_Task data_:
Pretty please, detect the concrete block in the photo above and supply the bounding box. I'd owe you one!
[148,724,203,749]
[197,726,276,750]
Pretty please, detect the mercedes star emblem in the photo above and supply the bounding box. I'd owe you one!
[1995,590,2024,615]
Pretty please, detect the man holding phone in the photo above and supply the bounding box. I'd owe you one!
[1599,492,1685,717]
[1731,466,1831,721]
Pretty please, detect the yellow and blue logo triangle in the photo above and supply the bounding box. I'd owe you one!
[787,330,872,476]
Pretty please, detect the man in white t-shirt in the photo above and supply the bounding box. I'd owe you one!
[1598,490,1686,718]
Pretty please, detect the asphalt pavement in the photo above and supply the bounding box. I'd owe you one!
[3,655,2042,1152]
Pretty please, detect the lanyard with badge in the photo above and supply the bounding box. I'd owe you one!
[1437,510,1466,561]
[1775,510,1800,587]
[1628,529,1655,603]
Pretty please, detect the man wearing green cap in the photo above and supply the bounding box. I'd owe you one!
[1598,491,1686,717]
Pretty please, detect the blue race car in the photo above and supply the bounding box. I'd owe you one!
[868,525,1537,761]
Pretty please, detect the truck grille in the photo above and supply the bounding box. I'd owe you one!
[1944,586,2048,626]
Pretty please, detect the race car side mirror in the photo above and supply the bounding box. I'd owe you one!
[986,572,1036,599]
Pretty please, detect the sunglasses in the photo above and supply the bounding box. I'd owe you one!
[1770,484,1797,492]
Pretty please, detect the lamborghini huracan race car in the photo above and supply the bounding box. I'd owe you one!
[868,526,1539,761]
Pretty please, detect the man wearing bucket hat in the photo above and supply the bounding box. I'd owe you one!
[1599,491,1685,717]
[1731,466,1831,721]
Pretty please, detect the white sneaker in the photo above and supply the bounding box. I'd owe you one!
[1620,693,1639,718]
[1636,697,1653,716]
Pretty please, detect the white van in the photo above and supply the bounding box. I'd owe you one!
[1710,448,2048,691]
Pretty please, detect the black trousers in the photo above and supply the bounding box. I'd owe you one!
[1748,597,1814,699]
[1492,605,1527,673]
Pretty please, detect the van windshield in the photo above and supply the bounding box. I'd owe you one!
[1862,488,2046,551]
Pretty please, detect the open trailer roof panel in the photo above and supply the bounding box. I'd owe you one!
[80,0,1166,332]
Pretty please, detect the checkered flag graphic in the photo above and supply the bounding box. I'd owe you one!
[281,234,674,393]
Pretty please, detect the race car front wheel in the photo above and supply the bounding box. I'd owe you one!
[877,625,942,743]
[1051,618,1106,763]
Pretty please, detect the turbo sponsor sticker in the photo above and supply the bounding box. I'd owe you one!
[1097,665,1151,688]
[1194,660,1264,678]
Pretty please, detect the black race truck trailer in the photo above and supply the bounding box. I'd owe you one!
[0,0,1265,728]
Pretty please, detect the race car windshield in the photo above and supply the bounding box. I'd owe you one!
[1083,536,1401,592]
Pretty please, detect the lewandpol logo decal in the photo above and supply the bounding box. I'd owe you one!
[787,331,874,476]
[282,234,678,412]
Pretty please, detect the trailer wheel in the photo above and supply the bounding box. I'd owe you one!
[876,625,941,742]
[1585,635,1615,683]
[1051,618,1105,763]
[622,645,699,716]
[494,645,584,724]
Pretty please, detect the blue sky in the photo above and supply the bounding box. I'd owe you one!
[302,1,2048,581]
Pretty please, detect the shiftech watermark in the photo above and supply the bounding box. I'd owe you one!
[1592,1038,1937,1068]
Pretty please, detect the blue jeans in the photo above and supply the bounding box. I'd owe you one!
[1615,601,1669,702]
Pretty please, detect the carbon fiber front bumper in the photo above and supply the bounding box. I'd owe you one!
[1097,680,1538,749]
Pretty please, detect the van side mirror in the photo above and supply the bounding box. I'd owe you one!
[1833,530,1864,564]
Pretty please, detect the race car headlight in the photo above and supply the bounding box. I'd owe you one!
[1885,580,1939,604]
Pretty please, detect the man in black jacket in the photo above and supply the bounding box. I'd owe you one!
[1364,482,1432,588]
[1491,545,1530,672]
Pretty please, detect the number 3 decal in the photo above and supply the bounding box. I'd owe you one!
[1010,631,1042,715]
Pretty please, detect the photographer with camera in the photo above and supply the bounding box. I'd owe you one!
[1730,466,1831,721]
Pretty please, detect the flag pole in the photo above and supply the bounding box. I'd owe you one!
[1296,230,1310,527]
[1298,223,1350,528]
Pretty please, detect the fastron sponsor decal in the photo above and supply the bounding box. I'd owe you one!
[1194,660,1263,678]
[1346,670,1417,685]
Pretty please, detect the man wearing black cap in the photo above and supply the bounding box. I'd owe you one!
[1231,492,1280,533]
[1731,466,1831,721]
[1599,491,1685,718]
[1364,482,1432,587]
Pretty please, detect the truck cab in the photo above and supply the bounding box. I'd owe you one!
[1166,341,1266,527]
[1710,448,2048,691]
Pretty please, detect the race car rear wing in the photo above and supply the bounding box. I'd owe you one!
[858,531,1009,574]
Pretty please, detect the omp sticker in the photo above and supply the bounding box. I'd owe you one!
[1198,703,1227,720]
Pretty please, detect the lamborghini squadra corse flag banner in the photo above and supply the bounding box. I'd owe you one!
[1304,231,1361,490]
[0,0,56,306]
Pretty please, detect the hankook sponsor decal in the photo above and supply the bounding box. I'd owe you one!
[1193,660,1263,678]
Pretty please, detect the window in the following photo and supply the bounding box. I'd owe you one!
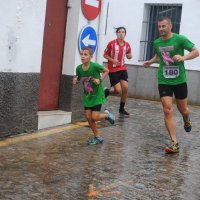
[139,4,182,61]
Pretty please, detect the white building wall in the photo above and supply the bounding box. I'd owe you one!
[99,0,200,70]
[62,0,109,76]
[0,0,47,73]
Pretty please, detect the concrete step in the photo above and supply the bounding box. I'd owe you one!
[37,110,72,130]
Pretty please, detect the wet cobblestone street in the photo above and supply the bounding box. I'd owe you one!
[0,97,200,200]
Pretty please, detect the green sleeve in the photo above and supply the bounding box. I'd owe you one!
[94,63,105,73]
[179,35,194,51]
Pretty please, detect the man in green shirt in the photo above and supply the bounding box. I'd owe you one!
[143,16,199,153]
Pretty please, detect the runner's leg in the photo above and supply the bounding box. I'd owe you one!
[174,83,191,132]
[106,72,121,96]
[160,96,177,143]
[119,80,129,115]
[120,80,128,103]
[110,82,121,95]
[176,98,192,132]
[85,110,99,137]
[92,111,108,122]
[176,98,189,116]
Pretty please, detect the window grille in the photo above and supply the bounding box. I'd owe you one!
[139,4,182,61]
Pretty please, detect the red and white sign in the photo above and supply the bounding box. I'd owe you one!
[81,0,102,20]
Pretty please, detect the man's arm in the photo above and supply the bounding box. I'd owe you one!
[173,47,199,62]
[143,54,159,68]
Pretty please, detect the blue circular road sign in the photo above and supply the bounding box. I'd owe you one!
[79,25,98,53]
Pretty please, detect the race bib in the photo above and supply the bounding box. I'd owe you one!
[163,66,179,78]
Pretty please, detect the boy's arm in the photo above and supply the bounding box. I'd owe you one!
[126,44,132,59]
[104,53,120,66]
[104,43,120,66]
[100,67,109,81]
[93,67,109,85]
[73,67,81,84]
[126,53,132,59]
[72,74,81,84]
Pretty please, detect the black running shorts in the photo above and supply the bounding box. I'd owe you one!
[84,104,102,111]
[158,82,188,99]
[109,70,128,87]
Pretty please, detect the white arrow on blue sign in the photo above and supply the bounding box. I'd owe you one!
[79,25,98,53]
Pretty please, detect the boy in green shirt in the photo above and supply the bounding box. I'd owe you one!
[143,17,199,153]
[73,47,115,145]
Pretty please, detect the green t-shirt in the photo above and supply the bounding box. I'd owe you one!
[76,62,106,107]
[154,33,194,85]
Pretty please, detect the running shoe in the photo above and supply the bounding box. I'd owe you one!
[87,137,96,145]
[119,109,130,115]
[104,109,115,125]
[95,136,104,144]
[87,137,104,145]
[104,87,110,98]
[164,141,179,154]
[183,116,192,132]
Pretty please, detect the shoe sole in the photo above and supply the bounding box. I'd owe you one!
[119,113,130,116]
[119,112,130,116]
[184,126,192,132]
[110,118,115,125]
[87,143,103,145]
[164,147,179,154]
[109,119,115,125]
[106,112,115,125]
[106,115,115,124]
[87,141,104,145]
[119,113,130,118]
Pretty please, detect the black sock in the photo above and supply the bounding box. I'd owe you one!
[183,115,190,122]
[119,102,125,111]
[104,89,110,98]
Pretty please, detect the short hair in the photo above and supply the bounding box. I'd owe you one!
[158,16,172,24]
[81,47,93,56]
[115,26,126,35]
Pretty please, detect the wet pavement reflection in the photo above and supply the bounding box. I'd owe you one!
[0,97,200,200]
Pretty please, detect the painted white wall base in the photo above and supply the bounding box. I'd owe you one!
[37,110,72,130]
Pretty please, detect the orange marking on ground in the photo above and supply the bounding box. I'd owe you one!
[87,184,99,197]
[87,179,133,197]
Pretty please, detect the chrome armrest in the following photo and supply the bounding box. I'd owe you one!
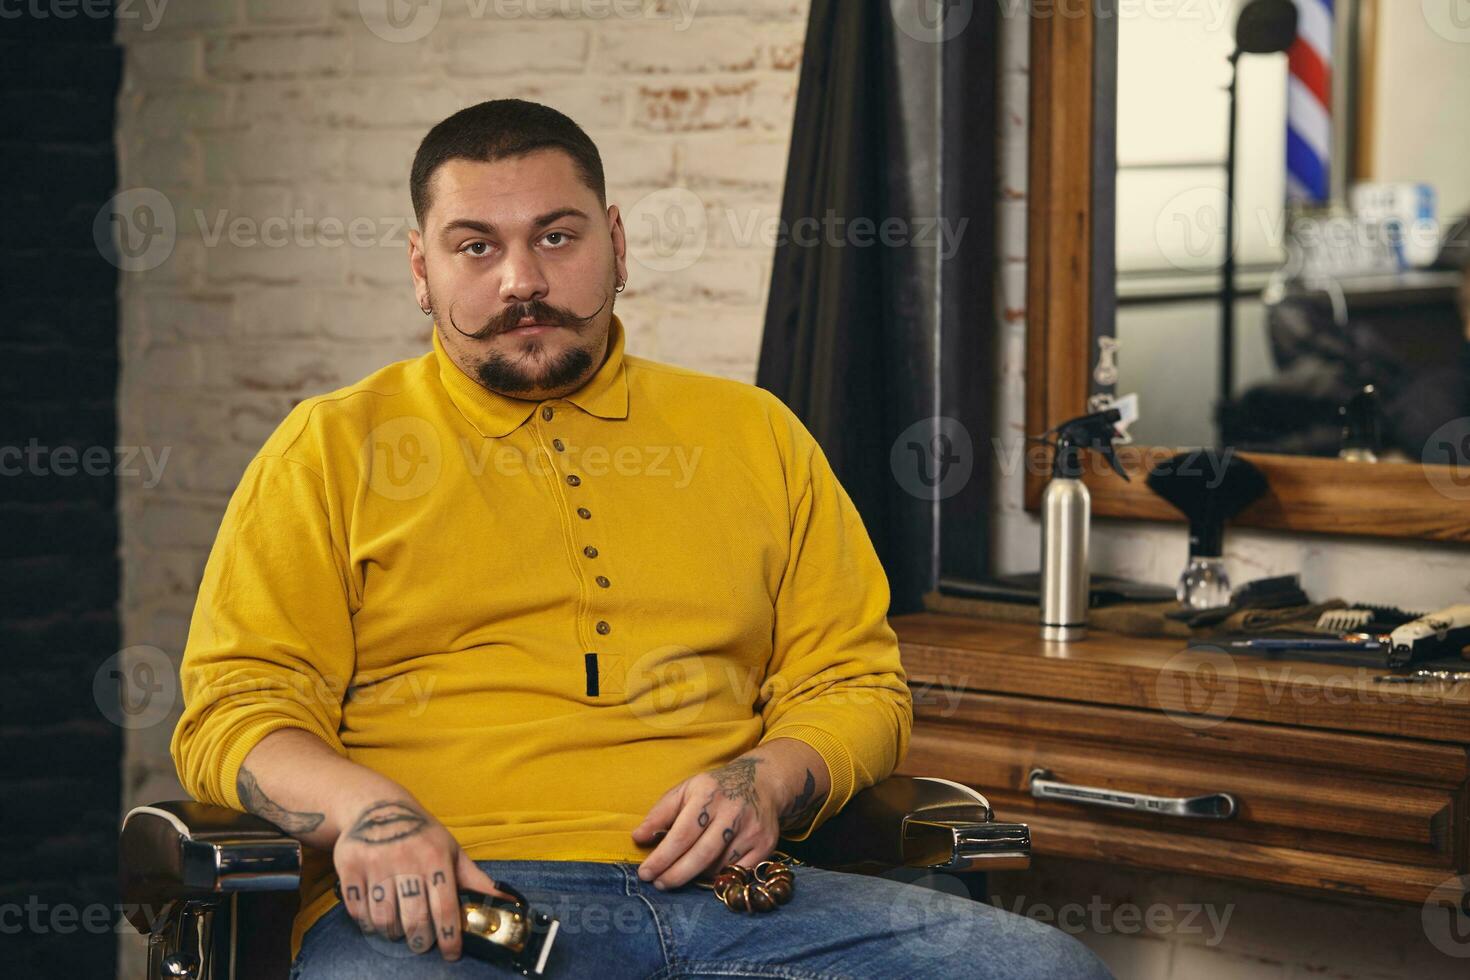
[119,801,301,934]
[782,775,1031,873]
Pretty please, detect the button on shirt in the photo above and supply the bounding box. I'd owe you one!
[169,313,913,959]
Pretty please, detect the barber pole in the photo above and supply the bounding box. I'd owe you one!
[1286,0,1333,205]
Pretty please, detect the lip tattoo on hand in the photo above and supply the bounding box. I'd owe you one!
[347,801,428,844]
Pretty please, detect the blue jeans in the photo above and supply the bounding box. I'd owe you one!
[288,859,1112,979]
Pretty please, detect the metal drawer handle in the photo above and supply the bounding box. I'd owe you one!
[1028,769,1237,819]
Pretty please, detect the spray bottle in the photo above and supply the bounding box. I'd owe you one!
[1035,396,1138,641]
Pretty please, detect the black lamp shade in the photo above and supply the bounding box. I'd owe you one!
[1236,0,1299,55]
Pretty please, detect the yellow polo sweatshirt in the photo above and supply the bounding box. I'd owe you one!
[170,313,913,959]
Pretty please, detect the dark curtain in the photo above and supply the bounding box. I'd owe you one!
[757,1,996,614]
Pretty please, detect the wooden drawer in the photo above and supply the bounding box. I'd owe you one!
[898,690,1470,905]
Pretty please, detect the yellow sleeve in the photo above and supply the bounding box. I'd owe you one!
[170,452,356,812]
[756,410,914,840]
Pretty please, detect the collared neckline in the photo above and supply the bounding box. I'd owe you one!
[432,313,630,439]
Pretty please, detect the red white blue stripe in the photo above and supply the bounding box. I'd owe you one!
[1286,0,1333,205]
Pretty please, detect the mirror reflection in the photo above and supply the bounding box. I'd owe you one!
[1108,0,1470,462]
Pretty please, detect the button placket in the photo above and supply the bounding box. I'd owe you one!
[542,402,615,697]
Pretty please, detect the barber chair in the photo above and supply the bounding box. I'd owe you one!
[120,775,1030,979]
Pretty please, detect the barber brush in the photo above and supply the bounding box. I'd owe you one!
[1145,450,1269,610]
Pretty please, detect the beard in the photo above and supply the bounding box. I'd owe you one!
[433,285,616,395]
[476,339,595,394]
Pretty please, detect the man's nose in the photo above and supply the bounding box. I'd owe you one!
[499,244,549,305]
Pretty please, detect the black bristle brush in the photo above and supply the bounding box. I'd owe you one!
[1145,450,1269,560]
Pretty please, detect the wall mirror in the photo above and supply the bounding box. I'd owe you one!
[1025,0,1470,543]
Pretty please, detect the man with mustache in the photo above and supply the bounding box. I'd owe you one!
[172,99,1109,979]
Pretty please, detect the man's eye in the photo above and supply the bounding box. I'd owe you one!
[462,242,490,256]
[543,232,571,247]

_Task requirements_: Copy exactly the line that contains "Pretty please, detect the button placket" and every line after it through the end of the entries, with nothing added.

_Result of the exercise_:
Pretty please, detect the button placket in the photo above and supply the bounding box. I'd owe you one!
[542,402,615,697]
Pretty please, detect the barber chair in the photo above and supply the bounding box. I'd owe you one!
[120,775,1030,979]
Pretty please, detect the barber brush in the photo above and supply the bounding box. I'd owe you one!
[1145,450,1269,610]
Pretty please, detect the beard in the photo above and supply the bounding box. I'd owe you one!
[433,285,616,395]
[476,339,595,394]
Pretty please, detect the man's nose in the photo above and supply the bounding box. I'd owe you one!
[499,244,549,305]
Pretty please, detect the black bristle brush in the photo above and supply the bounding box. I'd owe you one!
[1145,450,1269,560]
Pretty please, detect the wall mirror in the photo above and supply the bounding box. I'd owe you one!
[1025,0,1470,543]
Pretty please, detect the man with mustache in the photo above and supply the bounding box. I'd owe you one!
[172,99,1109,979]
Pretty please, detect the man's eye in the photo above and supply the bounding box. I'd owe you one!
[462,242,490,256]
[543,232,571,247]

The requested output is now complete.